Required work - Can you change "re-annotate" to "relabel" throughout all the records below, keeping everything else the same?

Raw data -

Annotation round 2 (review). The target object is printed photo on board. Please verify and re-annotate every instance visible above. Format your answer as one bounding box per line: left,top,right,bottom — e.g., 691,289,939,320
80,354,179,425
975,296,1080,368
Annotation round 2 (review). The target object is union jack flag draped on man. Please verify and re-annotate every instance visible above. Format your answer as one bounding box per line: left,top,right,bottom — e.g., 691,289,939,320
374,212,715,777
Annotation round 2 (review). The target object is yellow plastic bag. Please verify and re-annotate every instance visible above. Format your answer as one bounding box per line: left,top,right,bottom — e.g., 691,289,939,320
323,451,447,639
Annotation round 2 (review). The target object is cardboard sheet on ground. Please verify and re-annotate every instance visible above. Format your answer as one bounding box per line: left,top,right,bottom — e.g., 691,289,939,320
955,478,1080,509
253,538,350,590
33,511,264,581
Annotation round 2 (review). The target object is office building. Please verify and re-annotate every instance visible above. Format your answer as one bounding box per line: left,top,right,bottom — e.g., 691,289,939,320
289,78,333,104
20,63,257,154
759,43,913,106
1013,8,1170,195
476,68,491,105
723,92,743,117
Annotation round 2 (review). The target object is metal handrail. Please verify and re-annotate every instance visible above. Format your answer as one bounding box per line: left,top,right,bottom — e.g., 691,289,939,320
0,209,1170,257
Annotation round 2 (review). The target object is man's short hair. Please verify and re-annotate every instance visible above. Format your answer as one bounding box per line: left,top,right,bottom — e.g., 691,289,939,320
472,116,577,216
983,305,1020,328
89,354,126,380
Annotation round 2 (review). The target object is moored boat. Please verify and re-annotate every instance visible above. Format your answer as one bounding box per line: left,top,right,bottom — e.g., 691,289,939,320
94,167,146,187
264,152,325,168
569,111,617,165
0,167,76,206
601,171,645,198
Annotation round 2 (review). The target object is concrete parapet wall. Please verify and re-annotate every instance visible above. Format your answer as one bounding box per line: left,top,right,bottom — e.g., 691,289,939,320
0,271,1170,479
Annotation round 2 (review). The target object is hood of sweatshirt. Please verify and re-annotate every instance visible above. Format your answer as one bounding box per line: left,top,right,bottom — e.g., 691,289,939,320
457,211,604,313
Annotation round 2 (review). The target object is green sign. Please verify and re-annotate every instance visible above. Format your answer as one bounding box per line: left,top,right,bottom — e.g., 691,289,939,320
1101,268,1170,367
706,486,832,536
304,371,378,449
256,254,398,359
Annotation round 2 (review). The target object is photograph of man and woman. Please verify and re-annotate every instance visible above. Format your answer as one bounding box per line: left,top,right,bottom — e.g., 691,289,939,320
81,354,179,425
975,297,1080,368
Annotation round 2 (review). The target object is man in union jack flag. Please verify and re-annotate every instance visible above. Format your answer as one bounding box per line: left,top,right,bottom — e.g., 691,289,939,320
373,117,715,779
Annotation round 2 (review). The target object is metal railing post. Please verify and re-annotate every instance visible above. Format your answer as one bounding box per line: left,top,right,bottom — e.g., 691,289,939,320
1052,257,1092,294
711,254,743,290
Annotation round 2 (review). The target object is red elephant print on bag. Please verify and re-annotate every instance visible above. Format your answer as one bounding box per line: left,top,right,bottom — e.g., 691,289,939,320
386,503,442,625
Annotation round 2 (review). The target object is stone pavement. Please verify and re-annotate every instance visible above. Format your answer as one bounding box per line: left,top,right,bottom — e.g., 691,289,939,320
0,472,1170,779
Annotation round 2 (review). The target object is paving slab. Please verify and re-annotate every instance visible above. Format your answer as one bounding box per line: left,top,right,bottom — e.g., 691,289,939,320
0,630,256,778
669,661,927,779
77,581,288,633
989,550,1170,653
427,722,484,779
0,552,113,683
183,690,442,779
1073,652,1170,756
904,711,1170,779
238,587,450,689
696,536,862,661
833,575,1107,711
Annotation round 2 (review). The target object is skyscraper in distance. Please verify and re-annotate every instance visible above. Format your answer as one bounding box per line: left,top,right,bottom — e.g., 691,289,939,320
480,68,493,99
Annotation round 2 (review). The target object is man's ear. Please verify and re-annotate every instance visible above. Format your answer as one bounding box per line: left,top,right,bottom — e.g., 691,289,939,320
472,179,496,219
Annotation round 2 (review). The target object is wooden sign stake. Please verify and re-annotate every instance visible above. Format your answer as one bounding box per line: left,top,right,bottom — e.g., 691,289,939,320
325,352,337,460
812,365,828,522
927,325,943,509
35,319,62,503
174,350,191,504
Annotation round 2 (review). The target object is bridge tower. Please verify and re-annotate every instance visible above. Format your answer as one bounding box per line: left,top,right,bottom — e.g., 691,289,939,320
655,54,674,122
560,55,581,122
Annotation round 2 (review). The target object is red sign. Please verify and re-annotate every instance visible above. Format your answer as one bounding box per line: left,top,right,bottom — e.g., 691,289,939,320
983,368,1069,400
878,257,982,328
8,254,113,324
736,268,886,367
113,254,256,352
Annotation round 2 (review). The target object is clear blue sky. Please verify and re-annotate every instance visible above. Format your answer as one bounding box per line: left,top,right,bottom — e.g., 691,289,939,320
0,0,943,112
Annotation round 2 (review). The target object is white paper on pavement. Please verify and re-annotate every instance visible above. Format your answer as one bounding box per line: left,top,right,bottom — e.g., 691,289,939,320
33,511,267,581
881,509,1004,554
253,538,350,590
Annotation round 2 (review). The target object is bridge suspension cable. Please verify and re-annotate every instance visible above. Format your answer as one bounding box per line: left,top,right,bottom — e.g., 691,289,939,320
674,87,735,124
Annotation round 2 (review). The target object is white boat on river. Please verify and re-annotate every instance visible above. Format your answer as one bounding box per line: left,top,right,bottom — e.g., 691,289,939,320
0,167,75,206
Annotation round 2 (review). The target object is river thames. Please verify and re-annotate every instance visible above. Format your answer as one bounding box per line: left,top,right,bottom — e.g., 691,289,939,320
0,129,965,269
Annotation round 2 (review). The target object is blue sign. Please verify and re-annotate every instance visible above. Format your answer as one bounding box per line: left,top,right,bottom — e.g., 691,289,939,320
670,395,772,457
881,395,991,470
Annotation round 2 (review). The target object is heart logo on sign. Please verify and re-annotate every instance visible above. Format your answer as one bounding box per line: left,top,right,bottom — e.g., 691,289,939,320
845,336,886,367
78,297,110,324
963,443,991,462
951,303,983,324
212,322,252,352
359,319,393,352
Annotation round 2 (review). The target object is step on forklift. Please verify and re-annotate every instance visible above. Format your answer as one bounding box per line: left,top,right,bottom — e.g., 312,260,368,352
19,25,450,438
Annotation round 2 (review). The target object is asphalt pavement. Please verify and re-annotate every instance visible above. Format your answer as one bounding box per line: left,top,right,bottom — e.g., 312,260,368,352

Finished task -
Annotation round 2 (review). The target object is printed photo on board. Please verify and relabel every instance visible above. Format your answer as one bounding box per line: left,top,right,bottom — e.g., 691,289,939,320
80,354,179,425
975,296,1080,368
Annotation round 2 (review). The target object is union jack flag draped on man. Please verify and relabel every instance visible above. Format your answer as one bounding box per line: left,top,right,bottom — e.g., 691,289,939,320
374,212,715,777
Annotation round 2 (review). The target object is yellow plastic bag. Please verify and relabel every instance visible above. Format your answer as one bounding box per line: left,top,right,bottom — e.g., 691,289,939,320
323,451,447,639
Annotation round 2 (review). The target object is cardboard sheet on ground. Please verify and relabel every instance visible above. Format your answer as one bounding box per line: left,top,right,bottom — e.g., 691,289,939,320
955,478,1080,509
253,538,350,590
33,511,264,581
Annotation round 2 (review). The target object is office building. Please verify and relabel every instance visible above. Format your answer as one bounding box per line: left,top,right,bottom — e.g., 691,289,939,320
289,78,333,104
20,63,257,154
759,43,913,106
1013,8,1170,195
476,68,491,105
723,92,743,117
Annotation round 2 (review). The target object is metal handrail. Please verify and relabel every instance visible above. Format your answer as one bounding box per line: left,top,right,bottom — e.g., 691,289,939,320
0,209,1170,257
Annotation round 2 (review). The target object is man's short hair. Please verify and relabel every instance visible above. Format your answer as one bounding box per line: left,top,right,bottom — e.g., 691,289,939,320
472,116,577,216
983,305,1020,328
89,354,126,380
Annotation round 2 (review). The target object is moored boat. Please verify and relabel every instance visible above. Format your answer as one bounding box per line: left,top,right,bottom — e.g., 691,289,939,320
94,167,146,187
264,152,325,168
569,111,617,165
0,167,76,206
601,171,645,198
Annotation round 2 (review). The target object is concrete parapet wall. Please verify and relabel every instance visible above. Format your answer as one bounding box per line: left,top,right,bottom — e.g., 691,289,939,320
0,271,1170,479
Annotation round 2 (review). The target object is hood of sweatshirt. Please verify and relabel every instance visible above. Format your answer as one bounding box per line: left,top,right,bottom — e.g., 691,289,939,320
457,211,604,313
Annotation round 2 (review). The target object is green sign. Please verify and relabel every instance visible above. Format your answer as one bounding box per line: left,top,right,bottom — e.g., 691,289,939,320
1101,268,1170,367
706,486,832,536
304,371,378,449
256,254,398,359
Annotation round 2 (review). The target object is photograph of man and woman. Please verify and relabel every instance visible above. Format your answer as one bounding box per line: left,top,right,bottom — e.g., 691,289,939,320
81,354,179,425
975,297,1080,368
Annotation round 2 (review). The target object is man in union jack flag. Please verify and relabel every instance visible above. Format your answer as one bounding box per line: left,top,right,bottom — e.g., 691,289,939,320
373,117,715,779
Annotation round 2 (review). The target object is metal railing post. Please verify and relabel every instance visible above. Format your answer as one bounding box per line: left,top,right,bottom — e.g., 691,289,939,320
1052,257,1092,294
711,254,743,290
Annotation round 2 (review). The target object is red elephant print on bag. Please verify and relabel every instance visible above. Format your answer as one bounding box per line: left,top,right,bottom — e.g., 691,289,939,320
386,503,442,625
Annotation round 2 (review). The target object is stone pavement. Please verify and relabel every instance visible above. Format your answer as one bounding box per line: left,top,right,bottom — e.g., 691,289,939,320
0,472,1170,779
Annotation round 2 (review). The target object is paving slab. Please verify and relabel every instance visible above. Format your answer as one bounding box per line: left,top,right,bottom — e.g., 691,289,939,320
0,630,256,778
669,661,927,779
77,581,288,633
989,550,1170,653
427,722,484,779
0,552,113,683
183,690,442,779
1073,652,1170,756
904,711,1170,779
238,587,450,689
696,536,862,661
833,575,1107,711
Annotation round 2 (review). The target object is skyscraper in distance. Please verify and relabel every instance visible above. Format your answer as one bounding box per line: left,top,right,bottom — e.g., 691,289,939,320
480,68,493,99
Annotation round 2 (review). The target object is man's ear. Please verify and relabel every instance visible above. Format your answer as one bounding box per line: left,top,right,bottom — e.g., 691,289,939,320
472,179,496,219
Annotation round 2 (review). The target object is wooden sign stake. Please verify and relabel every instance visible above. Format your answer as one bounding box per line: left,top,right,bottom — e.g., 691,289,939,320
325,352,337,460
812,365,828,522
927,325,943,509
35,319,62,503
174,350,191,504
Annotation round 2 (review). The target object is bridge tower. Please verify and relabel every instance visible above. Format your answer as one bounding box per line: left,top,right,bottom — e.g., 691,289,939,320
655,54,674,122
560,55,581,122
Annotation round 2 (review). The target object is red sign. Please verify and relabel every instance visible above. Format your answer as one bounding box per line: left,top,right,bottom — e.g., 691,289,939,320
983,368,1069,400
878,257,982,328
8,254,113,324
736,268,886,367
113,254,256,352
Annotation round 2 (review). The target object is clear blue sky. Please verify and relabel every instance visible above. Format your answer as one bounding box per line: left,top,right,bottom — e.g., 691,289,939,320
0,0,943,112
Annotation round 2 (review). The target object is white paper on pavement. Please verify and relabel every instance visible above. Format your answer as one bounding box per line: left,top,right,bottom — e.g., 691,289,939,320
33,511,267,581
881,509,1004,554
253,538,350,590
Annotation round 2 (review). The target object is bridge suspension cable. Please verify and relabel every instance visible above. Format your answer as one bounding box per line: left,top,right,bottom — e.g., 691,289,939,320
674,87,735,124
Annotation round 2 (review). The target object is white boat on river. Please verify and relabel every instance visible above. Format your answer as one bounding box per line: left,top,right,bottom — e.g., 691,289,939,320
0,167,75,206
Annotation round 2 (review). The target object is river thames. Please verify and relabel every instance visible above. Format your answer as one bounding box per line: left,top,right,bottom — e.g., 691,289,939,320
0,129,965,269
Annotation round 2 (review). The target object is blue sign. Please verify and relabel every instance visible above. Format your answer as one bounding box per line: left,top,right,bottom — e.g., 691,289,939,320
670,395,772,457
881,395,991,470
Annotation round 2 (review). The target object is heart logo on sign. Please verify and relabel every instance visible above. Format your answer as one bounding box per line: left,top,right,bottom — e.g., 691,289,939,320
845,336,886,367
78,297,110,324
963,443,991,462
951,303,983,324
212,322,252,352
359,319,393,352
Annotation round 2 (review). The target object is step on forklift. Please verify and relabel every instance visible above. Format your answer as one bounding box per line: left,top,right,bottom — e.g., 312,260,368,352
19,25,450,438
Annotation round 2 (review). The target object is asphalt pavement. Please verify and relabel every instance visible above. Format your answer as one bounding box per line: left,top,right,bottom — e.g., 312,260,368,352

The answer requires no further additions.